Record excerpts below:

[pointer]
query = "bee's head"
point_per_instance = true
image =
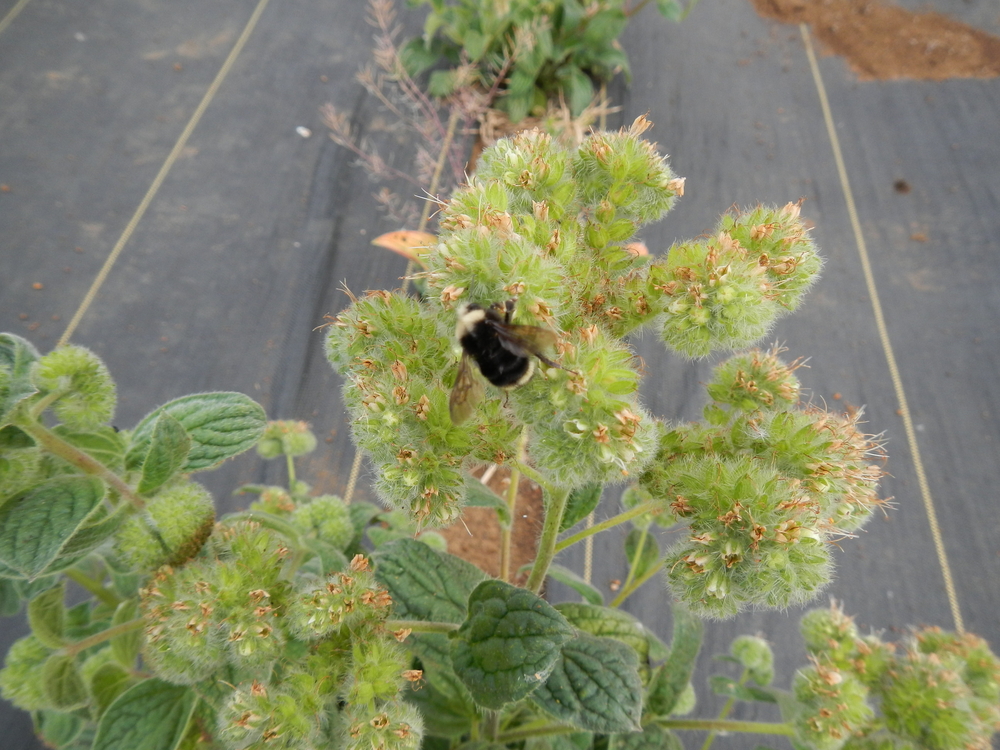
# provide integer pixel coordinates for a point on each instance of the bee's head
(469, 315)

End of Record excerpts.
Record excerpts below:

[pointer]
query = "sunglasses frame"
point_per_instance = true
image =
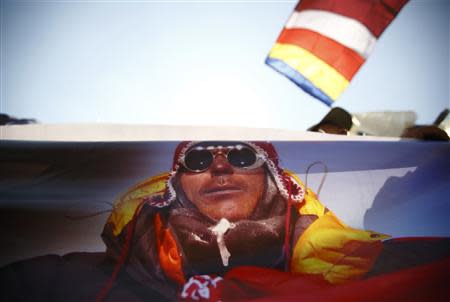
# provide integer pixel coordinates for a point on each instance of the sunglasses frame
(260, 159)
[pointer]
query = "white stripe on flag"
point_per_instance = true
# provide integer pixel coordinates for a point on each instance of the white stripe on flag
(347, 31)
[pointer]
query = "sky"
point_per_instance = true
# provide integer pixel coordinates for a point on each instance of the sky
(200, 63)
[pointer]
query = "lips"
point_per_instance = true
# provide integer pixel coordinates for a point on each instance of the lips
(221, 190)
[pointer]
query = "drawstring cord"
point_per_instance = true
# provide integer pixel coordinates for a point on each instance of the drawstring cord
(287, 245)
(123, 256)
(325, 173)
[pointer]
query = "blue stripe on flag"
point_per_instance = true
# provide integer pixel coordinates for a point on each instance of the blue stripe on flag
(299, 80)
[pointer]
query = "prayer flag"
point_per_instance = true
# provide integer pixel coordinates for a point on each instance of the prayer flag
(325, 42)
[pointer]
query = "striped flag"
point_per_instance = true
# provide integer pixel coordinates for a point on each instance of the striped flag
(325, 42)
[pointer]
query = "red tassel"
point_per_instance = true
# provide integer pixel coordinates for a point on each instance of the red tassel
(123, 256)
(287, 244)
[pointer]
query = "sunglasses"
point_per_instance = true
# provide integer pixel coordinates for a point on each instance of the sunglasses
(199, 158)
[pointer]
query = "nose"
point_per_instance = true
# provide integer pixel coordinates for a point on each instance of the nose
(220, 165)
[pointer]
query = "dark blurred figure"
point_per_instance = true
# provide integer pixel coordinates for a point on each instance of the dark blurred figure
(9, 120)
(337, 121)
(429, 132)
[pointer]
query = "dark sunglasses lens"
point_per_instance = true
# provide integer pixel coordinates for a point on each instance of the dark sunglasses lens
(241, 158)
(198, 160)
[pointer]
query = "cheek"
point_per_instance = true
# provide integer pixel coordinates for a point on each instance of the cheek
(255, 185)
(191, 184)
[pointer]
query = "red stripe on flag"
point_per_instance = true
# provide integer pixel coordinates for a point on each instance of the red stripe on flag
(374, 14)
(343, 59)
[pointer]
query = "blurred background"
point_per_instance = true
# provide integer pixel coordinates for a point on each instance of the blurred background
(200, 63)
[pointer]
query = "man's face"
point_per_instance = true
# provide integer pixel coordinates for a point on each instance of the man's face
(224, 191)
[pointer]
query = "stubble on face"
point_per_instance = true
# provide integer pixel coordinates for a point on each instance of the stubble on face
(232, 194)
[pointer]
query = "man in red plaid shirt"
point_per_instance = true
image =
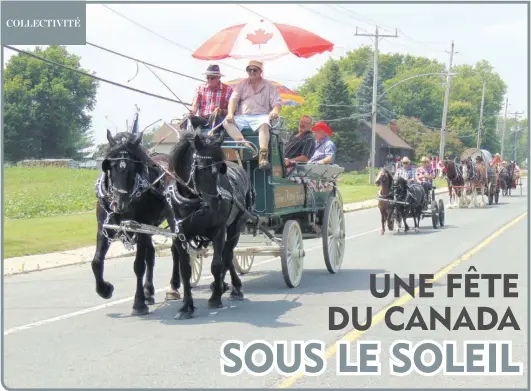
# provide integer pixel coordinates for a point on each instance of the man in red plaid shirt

End of Record excerpts.
Record excerpts below:

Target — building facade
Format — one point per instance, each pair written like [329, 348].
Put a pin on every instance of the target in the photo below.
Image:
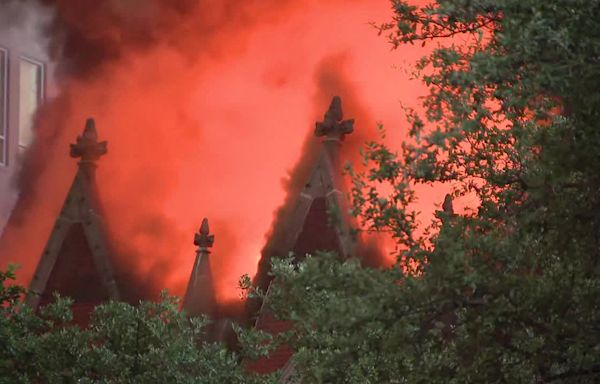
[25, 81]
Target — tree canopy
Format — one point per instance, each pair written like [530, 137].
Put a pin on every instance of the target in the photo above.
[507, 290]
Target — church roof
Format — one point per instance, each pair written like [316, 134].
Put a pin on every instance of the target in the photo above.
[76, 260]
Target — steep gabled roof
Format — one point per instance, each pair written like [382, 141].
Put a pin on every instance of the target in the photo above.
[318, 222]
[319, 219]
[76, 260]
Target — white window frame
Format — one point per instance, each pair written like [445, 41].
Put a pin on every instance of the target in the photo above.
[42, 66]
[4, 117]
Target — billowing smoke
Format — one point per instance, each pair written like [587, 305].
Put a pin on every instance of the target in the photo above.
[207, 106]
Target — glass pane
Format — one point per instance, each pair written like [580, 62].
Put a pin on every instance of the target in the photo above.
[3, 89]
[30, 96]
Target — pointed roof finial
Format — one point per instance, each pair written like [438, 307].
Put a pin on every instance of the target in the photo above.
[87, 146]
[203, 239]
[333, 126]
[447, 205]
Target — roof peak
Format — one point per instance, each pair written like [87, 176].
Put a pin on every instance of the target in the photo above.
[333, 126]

End of Record excerpts.

Description of the task:
What lines of the material above include "roof"? Copy each one.

Answer section:
Target — church roof
Target — steep gabled roof
Target — pointed roof finial
Target — roof peak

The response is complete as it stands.